Document section =
CONTACT: South Park Ranger District (719/836-2031)


Grizzly Peak

For a combination of above-the-treeline scenery and accessibility from Denver, the tough hike to Grizzly Peak can’t be beat. Start climbing east from 11,990-foot Loveland Pass. At the top of the ridge, go right and follow a rough, undulating trail over two intermediary high points before you gain the 13,427-foot Grizzly Peak summit. You’ll pass lichen-covered rocks and pockets of sturdy flowers. This is an unmarked trail in wild alpine country, but you’ll have views of civilization ― the ski trails of Keystone and Breckenridge.

DISTANCE: 7 miles round trip

COST: Free

WHERE: From I-70 about 12 miles west of Georgetown, take exit 216; head west on U.S. 6 about 4 miles to parking.

CONTACT: Clear Creek Ranger District (303/567-3000) 


Blue Lakes Trail

The trail zigzags up steep flower-dappled slopes of Yankee Boy Basin to Blue Lakes Pass and drops down equally steep switchbacks to a chain of lakes just south of Mt. Sneffels. Making it to the pass, at almost 13,000 feet, is an achievement; if you go down to the lakes, remember you have to climb back up. Or, if you have a four-wheel-drive, you can skip the hike and drive to the end of Campbird Road at the wide basin, where flowers blaze along Sneffels Creek and on surrounding mountainsides.

Questions =
1. Write out the part of the trail guide starting with "WHERE: From I-70" and going on through "Ranger District (303/567-3000)".
2. Decide whether each statement agrees with the trail guide. Answer yes or no for each, and quote the words that decide it.
(a) The Grizzly Peak hike begins at Loveland Pass.
(b) The trail to Grizzly Peak is marked.
(c) Blue Lakes Pass sits at almost 13,000 feet.
3. In the trail guide, how long is the Grizzly Peak hike?

Provided material =

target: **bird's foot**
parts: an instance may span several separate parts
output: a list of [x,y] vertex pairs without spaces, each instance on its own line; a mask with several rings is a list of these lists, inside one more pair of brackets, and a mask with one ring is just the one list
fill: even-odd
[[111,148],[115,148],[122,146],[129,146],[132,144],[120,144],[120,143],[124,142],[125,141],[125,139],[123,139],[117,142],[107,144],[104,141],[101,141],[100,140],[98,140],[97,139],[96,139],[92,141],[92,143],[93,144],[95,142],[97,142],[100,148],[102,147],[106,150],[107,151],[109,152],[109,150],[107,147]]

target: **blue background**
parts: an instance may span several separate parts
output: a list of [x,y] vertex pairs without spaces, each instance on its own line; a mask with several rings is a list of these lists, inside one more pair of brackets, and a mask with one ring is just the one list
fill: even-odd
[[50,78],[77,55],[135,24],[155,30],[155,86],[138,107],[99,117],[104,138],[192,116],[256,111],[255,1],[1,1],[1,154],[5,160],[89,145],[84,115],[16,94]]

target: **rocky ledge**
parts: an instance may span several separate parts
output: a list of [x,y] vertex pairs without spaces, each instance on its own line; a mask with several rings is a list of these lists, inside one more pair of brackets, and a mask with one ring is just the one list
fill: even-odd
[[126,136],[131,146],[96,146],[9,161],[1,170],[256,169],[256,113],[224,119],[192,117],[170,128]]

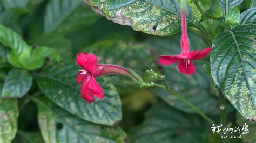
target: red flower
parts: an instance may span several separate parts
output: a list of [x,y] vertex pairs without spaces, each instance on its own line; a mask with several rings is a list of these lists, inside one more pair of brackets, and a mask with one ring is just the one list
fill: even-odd
[[95,74],[97,68],[98,58],[92,54],[81,52],[77,55],[77,63],[82,69],[79,70],[77,75],[77,82],[83,81],[81,88],[82,97],[89,103],[94,101],[93,95],[104,99],[104,93],[100,85],[97,82]]
[[185,11],[181,12],[181,49],[182,52],[179,55],[161,55],[158,62],[164,65],[169,65],[179,62],[178,68],[180,73],[192,75],[196,72],[196,66],[192,60],[201,59],[210,53],[212,48],[207,48],[201,51],[190,51],[190,42],[187,33],[186,13]]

Expected results =
1.
WHERE: From I-70 about 12 miles west of Georgetown, take exit 216; head west on U.S. 6 about 4 miles to parking.

CONTACT: Clear Creek Ranger District (303/567-3000)

2.
(a) Yes: "Start climbing east from 11,990-foot Loveland Pass."
(b) No: "This is an unmarked trail in wild alpine country"
(c) Yes: "Making it to the pass, at almost 13,000 feet, is an achievement"

3. 7 miles round trip.